### DIRECTIVE
Reproduce the data that follows in its entirety, character for character.

### DATA FOR THIS TASK

□ □ □ □

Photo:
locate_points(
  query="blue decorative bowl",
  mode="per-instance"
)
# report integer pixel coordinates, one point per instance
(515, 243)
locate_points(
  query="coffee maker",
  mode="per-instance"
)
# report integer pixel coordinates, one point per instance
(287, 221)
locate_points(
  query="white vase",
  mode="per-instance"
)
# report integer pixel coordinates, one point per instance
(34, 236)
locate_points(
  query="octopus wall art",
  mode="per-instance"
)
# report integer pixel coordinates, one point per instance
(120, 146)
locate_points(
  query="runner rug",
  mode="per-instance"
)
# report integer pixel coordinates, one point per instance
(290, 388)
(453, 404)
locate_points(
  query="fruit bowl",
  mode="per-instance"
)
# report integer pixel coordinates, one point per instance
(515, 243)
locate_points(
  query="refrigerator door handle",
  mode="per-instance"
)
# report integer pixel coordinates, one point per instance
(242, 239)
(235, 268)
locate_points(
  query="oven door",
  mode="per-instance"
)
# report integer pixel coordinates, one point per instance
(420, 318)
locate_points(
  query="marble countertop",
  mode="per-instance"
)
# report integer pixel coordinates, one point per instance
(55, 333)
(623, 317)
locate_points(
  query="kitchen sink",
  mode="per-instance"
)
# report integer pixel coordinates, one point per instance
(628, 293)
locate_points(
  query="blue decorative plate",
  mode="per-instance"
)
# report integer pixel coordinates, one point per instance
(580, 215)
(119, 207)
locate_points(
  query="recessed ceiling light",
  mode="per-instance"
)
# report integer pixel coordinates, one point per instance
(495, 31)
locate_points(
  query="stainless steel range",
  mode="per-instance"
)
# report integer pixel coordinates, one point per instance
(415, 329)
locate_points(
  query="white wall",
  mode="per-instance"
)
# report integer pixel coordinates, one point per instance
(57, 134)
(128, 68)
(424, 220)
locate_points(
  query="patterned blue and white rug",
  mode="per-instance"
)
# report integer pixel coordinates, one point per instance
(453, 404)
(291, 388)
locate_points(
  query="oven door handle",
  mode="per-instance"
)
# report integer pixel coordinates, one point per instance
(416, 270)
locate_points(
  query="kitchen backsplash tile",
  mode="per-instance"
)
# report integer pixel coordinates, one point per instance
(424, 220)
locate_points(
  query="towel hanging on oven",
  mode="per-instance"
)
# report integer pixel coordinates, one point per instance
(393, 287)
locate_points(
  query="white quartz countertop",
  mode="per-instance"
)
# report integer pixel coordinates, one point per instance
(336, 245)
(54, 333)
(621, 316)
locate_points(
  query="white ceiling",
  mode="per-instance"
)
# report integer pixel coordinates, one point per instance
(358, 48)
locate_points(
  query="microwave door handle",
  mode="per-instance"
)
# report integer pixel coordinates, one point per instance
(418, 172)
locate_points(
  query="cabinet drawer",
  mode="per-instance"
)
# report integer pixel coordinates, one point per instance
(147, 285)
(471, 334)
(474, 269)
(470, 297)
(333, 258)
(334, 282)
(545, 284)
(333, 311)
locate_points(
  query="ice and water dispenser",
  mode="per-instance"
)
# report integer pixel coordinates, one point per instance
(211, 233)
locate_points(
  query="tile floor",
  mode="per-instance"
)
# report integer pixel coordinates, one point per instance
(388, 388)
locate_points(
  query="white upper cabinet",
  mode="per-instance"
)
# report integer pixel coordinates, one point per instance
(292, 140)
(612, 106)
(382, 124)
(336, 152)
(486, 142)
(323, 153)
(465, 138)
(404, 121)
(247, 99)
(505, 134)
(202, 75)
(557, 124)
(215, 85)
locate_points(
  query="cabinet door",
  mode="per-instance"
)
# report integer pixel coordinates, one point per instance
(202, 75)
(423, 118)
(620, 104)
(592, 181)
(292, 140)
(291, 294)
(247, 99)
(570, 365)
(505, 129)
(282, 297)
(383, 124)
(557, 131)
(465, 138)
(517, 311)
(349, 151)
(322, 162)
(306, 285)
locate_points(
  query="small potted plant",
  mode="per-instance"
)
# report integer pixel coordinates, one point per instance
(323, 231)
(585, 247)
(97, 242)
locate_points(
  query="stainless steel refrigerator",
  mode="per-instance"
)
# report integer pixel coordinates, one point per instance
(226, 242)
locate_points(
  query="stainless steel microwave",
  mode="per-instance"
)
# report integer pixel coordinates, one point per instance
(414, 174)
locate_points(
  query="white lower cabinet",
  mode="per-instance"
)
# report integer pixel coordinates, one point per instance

□ □ □ □

### RESPONSE TO THE TASK
Photo:
locate_points(
  query="blue decorative bowl",
  mode="per-instance"
)
# report integer pixel coordinates, one point per instance
(515, 243)
locate_points(
  query="coffee maker",
  mode="per-instance"
)
# report integer pixel coordinates, one point per instance
(287, 221)
locate_points(
  query="white vase",
  mode="per-instance"
)
# report integer pixel coordinates, one point per instance
(34, 236)
locate_points(
  query="octopus wall art",
  mode="per-instance"
)
# report integer pixel coordinates, one point per instance
(120, 146)
locate_points(
  query="runner rug",
  mode="per-instance"
)
# report integer pixel coordinates, one point per instance
(290, 388)
(453, 404)
locate_points(
  query="fruit bowl",
  mode="per-instance"
)
# report integer pixel coordinates, one point per instance
(515, 243)
locate_points(
  query="refrigerator door handle",
  mode="per-instance"
)
# report integer pixel coordinates, one point per instance
(242, 239)
(235, 268)
locate_points(
  query="oven door",
  mode="per-instance"
)
# report integer pixel coordinates, one point per instance
(420, 318)
locate_points(
  query="marble countertop",
  mode="per-instance"
)
# report integer pixel coordinates, one point per instance
(55, 333)
(623, 317)
locate_points(
  query="kitchen sink",
  mode="per-instance"
)
# report integer pixel coordinates, one point per instance
(628, 293)
locate_points(
  query="blue decorative plate",
  mode="per-instance"
)
# report integer pixel coordinates, one point per instance
(580, 215)
(119, 207)
locate_points(
  query="recessed ceiling light",
  mode="per-instance"
)
# report integer pixel coordinates, one point per instance
(495, 31)
locate_points(
  query="stainless steel range",
  mode="per-instance"
)
# report integer pixel coordinates, one point per instance
(415, 329)
locate_points(
  query="white wall",
  mode="per-instance"
)
# report integer pixel coordinates, one point per instance
(57, 134)
(128, 68)
(424, 220)
locate_points(
  query="patterned blue and white rug",
  mode="per-instance"
)
# report integer pixel coordinates, one point per instance
(453, 404)
(291, 388)
locate_points(
  query="oven door handle",
  mode="per-instance"
)
# report integer pixel coordinates, one point per instance
(416, 270)
locate_points(
  query="kitchen backsplash tile",
  mode="per-instance"
)
# report integer pixel coordinates, one point per instance
(424, 220)
locate_points(
  query="towel hanging on oven",
  mode="per-instance"
)
# report integer pixel coordinates, one point per instance
(393, 287)
locate_points(
  query="white quartz countertop",
  mode="per-instance"
)
# report integer pixel coordinates, one point per instance
(336, 245)
(54, 333)
(621, 316)
locate_points(
  query="white ceiling",
  mode="per-instance"
)
# report integer pixel coordinates, one point per instance
(358, 48)
locate_points(
  query="microwave door handle",
  mode="per-instance"
)
# report integer pixel coordinates, one point per instance
(418, 172)
locate_points(
  query="cabinet drawer",
  mode="per-instance"
)
# report integer pixel coordinates, one point per instance
(147, 285)
(471, 334)
(474, 269)
(470, 297)
(333, 258)
(334, 282)
(545, 284)
(333, 311)
locate_points(
  query="ice and water dispenser",
  mode="per-instance"
)
# report integer pixel coordinates, one point per instance
(211, 233)
locate_points(
  query="tile floor",
  mode="per-instance"
)
# report integer pixel coordinates, one point per instance
(388, 388)
locate_points(
  query="white upper cabinet",
  mode="per-instance"
)
# report integer pixel coordinates, one point per instance
(292, 140)
(612, 106)
(382, 124)
(336, 152)
(486, 142)
(323, 153)
(465, 138)
(404, 121)
(247, 99)
(505, 134)
(202, 75)
(557, 124)
(215, 85)
locate_points(
  query="cabinet door",
  mode="per-instance"
)
# report integer pixel coordinates, one point per instance
(202, 75)
(423, 118)
(620, 104)
(592, 181)
(292, 140)
(291, 294)
(247, 99)
(570, 365)
(505, 129)
(282, 297)
(383, 124)
(557, 131)
(465, 138)
(517, 311)
(349, 151)
(322, 162)
(306, 285)
locate_points(
  query="small potted plant",
  mode="per-instance"
)
# report integer pixel coordinates, one point per instance
(323, 231)
(585, 247)
(97, 242)
locate_points(
  query="stainless steel refrigerator",
  mode="per-instance"
)
# report integer pixel coordinates, one point per instance
(226, 242)
locate_points(
  query="stainless steel microwave",
  mode="per-instance"
)
# report integer pixel coordinates, one point per instance
(414, 174)
locate_points(
  query="white lower cabinet",
  mode="per-instance"
)
# report integer pixel coordinates, one point per instance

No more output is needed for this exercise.